Start of Dataset entries

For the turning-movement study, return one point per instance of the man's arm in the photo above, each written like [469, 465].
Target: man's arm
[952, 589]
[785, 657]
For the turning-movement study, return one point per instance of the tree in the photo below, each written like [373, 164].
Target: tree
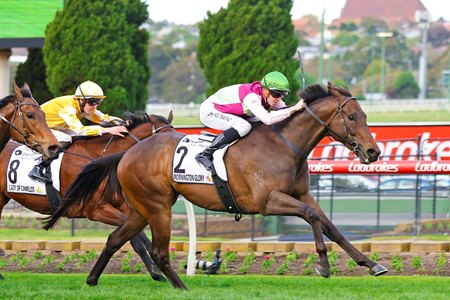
[32, 71]
[405, 86]
[100, 41]
[247, 40]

End of Dataset entries

- **Task to carry out**:
Copy the whole listing again, requests included, and add 15 to each coordinate in the answers while leaving the numbers in the requests and their format samples unchanged. Leave the pictures out.

- **Solved problem**:
For the turning-movement study, return one point per instance of the man's arm in the photo above, each written like [469, 465].
Target: man's arm
[967, 604]
[800, 672]
For the turning-movement study, return one point per instance of the tree in the photo below, each written like [373, 164].
Target: tree
[47, 86]
[420, 101]
[115, 56]
[262, 55]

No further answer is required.